─── EXERCISE TEXT
“We expect share buybacks to be minimal over the next 12 months and mergers & acquisitions (M&A) to take a pause given negative cash flow generation. The company’s recent performance does not change our expectation for a balanced capital allocation over the next 12 months with a preference for dispositions over acquisitions. Hanesbrands announced the authorization of a $600 million three-year share buyback program in early 2022 and repurchased $25 million worth of shares in 2022. Given we do not forecast the company to generate free operating cash flow in 2022, we do not expect further cash usage to buy back shares. This is consistent with our opinion that the company will buy back fewer shares in years in which there is macroeconomic uncertainty or any operating headwinds, which is currently the case for fiscal 2022. Therefore, we expect the company to maintain a balanced capital-allocation policy. In fact, management reiterated its financial goal to manage net leverage in the 2x-3x range. Investment activity should remain muted given these goals. Although the company spent $100 million in the second quarter of 2022 to acquire the Champion trademark from Wolverine World Wide, with plans to release innovations in the category, M&A is not likely in the near term. The company is currently leveraged at 3.5x on a covenant-defined basis, and will use any cash flow generated to repay the debt to ensure compliance and restore leverage to its publicly stated targets. We would view raising debt to pursue M&A over the next 12-to-18 months as a shift in financial policy.
──────
**YOUR TASKS**
a - According to the Hanesbrands text, how much did the company spend to acquire the Champion trademark, and when?
b - Decide whether each statement agrees with the Hanesbrands text, and quote the words that settle it: (i) Hanesbrands repurchased $600 million worth of shares in 2022. (ii) Management aims to keep net leverage between 2x and 3x. (iii) The Champion trademark was bought from Wolverine World Wide.
─── LISTED ENTRIES
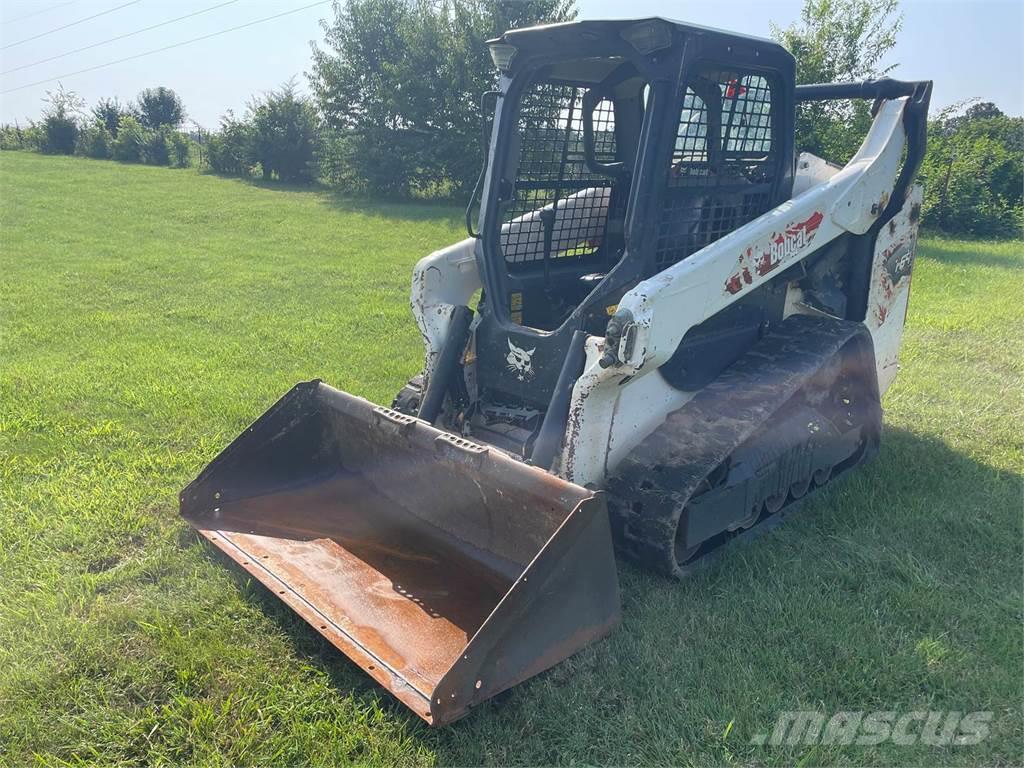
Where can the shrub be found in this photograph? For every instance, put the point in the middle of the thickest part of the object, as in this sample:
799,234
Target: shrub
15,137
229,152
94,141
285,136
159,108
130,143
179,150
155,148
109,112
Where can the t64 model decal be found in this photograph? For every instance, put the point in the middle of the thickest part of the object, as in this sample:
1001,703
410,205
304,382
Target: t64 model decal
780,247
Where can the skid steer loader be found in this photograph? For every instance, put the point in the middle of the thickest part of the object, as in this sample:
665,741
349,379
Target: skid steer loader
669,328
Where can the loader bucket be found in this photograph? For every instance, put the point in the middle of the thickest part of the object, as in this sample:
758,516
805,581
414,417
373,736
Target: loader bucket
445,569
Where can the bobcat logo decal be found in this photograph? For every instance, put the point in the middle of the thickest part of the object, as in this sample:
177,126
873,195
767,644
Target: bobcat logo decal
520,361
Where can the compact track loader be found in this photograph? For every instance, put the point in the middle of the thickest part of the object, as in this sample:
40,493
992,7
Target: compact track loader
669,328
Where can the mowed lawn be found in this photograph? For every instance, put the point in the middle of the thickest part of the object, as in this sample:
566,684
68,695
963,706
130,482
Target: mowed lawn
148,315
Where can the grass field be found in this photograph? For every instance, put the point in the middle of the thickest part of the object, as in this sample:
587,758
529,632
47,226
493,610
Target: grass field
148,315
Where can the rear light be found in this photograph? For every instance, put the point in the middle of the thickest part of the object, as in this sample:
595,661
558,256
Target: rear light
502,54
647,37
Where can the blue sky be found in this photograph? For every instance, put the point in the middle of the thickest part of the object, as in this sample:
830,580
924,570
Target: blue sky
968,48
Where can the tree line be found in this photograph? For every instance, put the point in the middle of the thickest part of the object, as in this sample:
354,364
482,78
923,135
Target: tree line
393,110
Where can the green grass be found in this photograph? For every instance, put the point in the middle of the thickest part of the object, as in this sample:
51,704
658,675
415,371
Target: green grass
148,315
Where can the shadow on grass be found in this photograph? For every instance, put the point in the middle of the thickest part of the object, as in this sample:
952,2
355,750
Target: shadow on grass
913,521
──────
**RESULTS**
a - $100 million, in the second quarter of 2022.

b -
(i) No: "repurchased $25 million worth of shares in 2022"
(ii) Yes: "manage net leverage in the 2x-3x range"
(iii) Yes: "acquire the Champion trademark from Wolverine World Wide"